**YOUR GOAL**
Every record must be repeated exactly, with no omission.

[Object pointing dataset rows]

-- START --

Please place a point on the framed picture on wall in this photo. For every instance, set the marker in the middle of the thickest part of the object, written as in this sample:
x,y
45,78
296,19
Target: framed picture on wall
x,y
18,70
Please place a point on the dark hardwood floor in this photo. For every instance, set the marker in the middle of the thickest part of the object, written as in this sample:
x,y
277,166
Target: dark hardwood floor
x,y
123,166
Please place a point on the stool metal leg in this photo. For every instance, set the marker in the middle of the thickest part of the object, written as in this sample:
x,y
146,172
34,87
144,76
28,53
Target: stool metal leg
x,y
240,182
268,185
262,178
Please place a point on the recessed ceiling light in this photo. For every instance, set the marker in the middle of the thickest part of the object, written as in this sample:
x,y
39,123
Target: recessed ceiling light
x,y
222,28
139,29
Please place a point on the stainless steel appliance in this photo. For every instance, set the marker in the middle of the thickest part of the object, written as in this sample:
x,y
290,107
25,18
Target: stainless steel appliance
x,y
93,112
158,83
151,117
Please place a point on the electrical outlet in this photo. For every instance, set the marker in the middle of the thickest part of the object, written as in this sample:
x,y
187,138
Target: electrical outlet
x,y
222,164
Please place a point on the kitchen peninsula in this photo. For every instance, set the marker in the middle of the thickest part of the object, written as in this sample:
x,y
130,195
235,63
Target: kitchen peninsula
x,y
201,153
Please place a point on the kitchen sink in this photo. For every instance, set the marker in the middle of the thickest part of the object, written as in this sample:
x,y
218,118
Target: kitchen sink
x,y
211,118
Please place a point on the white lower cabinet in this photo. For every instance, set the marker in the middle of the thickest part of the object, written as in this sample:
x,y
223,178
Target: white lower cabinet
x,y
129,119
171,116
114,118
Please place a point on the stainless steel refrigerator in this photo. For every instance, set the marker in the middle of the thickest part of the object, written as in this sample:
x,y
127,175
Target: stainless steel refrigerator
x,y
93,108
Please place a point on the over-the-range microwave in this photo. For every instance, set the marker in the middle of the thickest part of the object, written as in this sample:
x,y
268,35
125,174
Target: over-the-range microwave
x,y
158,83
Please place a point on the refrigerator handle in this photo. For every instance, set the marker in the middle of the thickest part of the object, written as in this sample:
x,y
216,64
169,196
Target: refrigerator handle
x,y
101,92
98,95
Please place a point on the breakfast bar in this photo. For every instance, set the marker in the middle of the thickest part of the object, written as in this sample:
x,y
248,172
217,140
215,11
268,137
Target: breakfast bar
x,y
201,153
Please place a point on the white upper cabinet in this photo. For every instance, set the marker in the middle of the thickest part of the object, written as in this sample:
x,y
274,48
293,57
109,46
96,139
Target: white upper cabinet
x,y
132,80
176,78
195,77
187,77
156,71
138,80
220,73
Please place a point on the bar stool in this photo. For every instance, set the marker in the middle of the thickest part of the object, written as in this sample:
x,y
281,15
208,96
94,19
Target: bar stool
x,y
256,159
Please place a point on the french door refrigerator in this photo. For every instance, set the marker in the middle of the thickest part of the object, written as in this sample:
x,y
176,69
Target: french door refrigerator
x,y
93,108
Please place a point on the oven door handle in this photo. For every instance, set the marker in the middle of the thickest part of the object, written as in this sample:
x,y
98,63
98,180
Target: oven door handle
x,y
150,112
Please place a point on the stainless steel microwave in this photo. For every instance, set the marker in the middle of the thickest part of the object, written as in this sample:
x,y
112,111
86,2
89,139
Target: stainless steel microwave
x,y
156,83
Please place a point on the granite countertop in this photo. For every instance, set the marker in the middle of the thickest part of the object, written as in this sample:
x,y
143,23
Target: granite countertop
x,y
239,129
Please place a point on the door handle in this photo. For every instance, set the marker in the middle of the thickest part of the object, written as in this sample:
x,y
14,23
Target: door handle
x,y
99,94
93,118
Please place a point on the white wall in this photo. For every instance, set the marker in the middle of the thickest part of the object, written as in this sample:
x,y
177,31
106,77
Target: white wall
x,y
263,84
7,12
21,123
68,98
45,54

-- END --

**RESULT BELOW**
Please place a point on the framed picture on wall in this photo. For every instance, set the marker in the middle of the thickest part of the object, written as in this sample:
x,y
45,78
296,19
Target: framed picture on wall
x,y
18,70
Please place a point on the dark hardwood floor in this photo. For every instance, set the marker in the middle of the thickest part of the object, written as in this sample:
x,y
277,166
Target: dark hardwood floor
x,y
123,166
Please place a point on the stool metal leg in this photo. For every instance, set the marker in the middle of the thickest part of the object, written as in this sample:
x,y
146,172
34,87
144,76
28,53
Target: stool metal leg
x,y
240,182
268,185
262,178
Please place a point on the recessed ceiling light in this photo. For every instance, set the marker in the middle of the thickest part of the object, written as in this sample:
x,y
39,123
Target: recessed ceiling light
x,y
222,28
139,29
Please place a point on the stainless steel appliance in this photo. For every instance, set the marker in the middle of the thickest part of the object, written as in this sample:
x,y
290,107
25,18
Target: stainless steel appliance
x,y
93,112
158,83
151,117
Please place a point on the electrical outlet in this photo. For every instance, set the marker in the middle of the thickest part of the object, written as in this sample:
x,y
187,138
Target: electrical outlet
x,y
222,164
Please place a point on the kitchen peninsula in this photo. For every instance, set the marker in the middle of the thickest part of the object, written as in this sample:
x,y
130,195
235,63
Target: kitchen peninsula
x,y
201,153
Please place a point on the kitchen sink in this photo. For every instance, set the marker in the middle of the thickest part of the object, written as in this sample:
x,y
218,118
Target: kitchen sink
x,y
211,118
Please place a point on the white lower cabinet in this photo. For every instance, set the marker in the middle of the thickest part of the object, written as in this sample:
x,y
223,178
Target: white lower cabinet
x,y
129,119
171,116
114,118
Please place a point on the stainless steel refrigerator in this photo. For every instance, set the marker in the middle of the thickest part of the object, written as in this sample:
x,y
127,175
Target: stainless steel refrigerator
x,y
93,108
Please place a point on the over-the-range microwave in this photo. For every instance, set the marker in the middle of the thickest part of the object, written as in this sample:
x,y
268,35
125,174
Target: over-the-range microwave
x,y
158,83
Please place a point on the refrigerator handle in this photo. For every instance, set the marker in the middle of the thickest part of the object, written as in this sample:
x,y
216,64
169,196
Target: refrigerator handle
x,y
101,92
98,95
Please place a point on the breakfast bar in this photo. For every instance, set the marker in the middle of the thickest part of the object, written as in this sample:
x,y
248,172
217,140
215,11
268,137
Target: breakfast bar
x,y
201,153
Please place a point on the white upper cabinet in this photo. For every instance, set the marker in the middle of the thickest part of the object, written as in this sample:
x,y
274,48
293,57
109,46
96,139
Target: white upper cabinet
x,y
132,80
176,78
195,77
187,77
156,71
138,80
220,73
Please place a point on the bar stool in this photo. For every instance, set the marker in the middle of the thickest part of the object, written as in this sample:
x,y
281,15
208,96
94,19
Target: bar stool
x,y
256,159
Please place a point on the french door refrigerator in this photo. For every instance, set the marker in the middle of the thickest part of the object, written as in this sample:
x,y
176,69
Target: french door refrigerator
x,y
93,108
Please place a point on the oven door handle in this photo. For every instance, set the marker in the middle of the thickest part of the object, written as in this sample:
x,y
98,63
98,180
Target: oven door handle
x,y
150,112
Please place a point on the stainless steel microwave in this photo. For every instance, set the marker in the middle of the thickest part of the object, written as in this sample:
x,y
112,111
86,2
89,139
Target: stainless steel microwave
x,y
156,83
Please place a point on the granite countertop in this photo. For every instance, set the marker in the middle of the thickest part of the object, written as in this sample:
x,y
143,23
Target: granite countertop
x,y
239,129
Please place a point on the door handle in this photo. For every instance, set the marker in the middle of the thickest part of the object, written as in this sample:
x,y
14,23
Target: door handle
x,y
99,94
93,118
Please place a point on the white wall in this photo. For every instance, set the marker in the middle of the thickest part of the object, written as in this sample:
x,y
177,31
106,77
Target: white wall
x,y
263,84
7,12
21,123
68,98
45,54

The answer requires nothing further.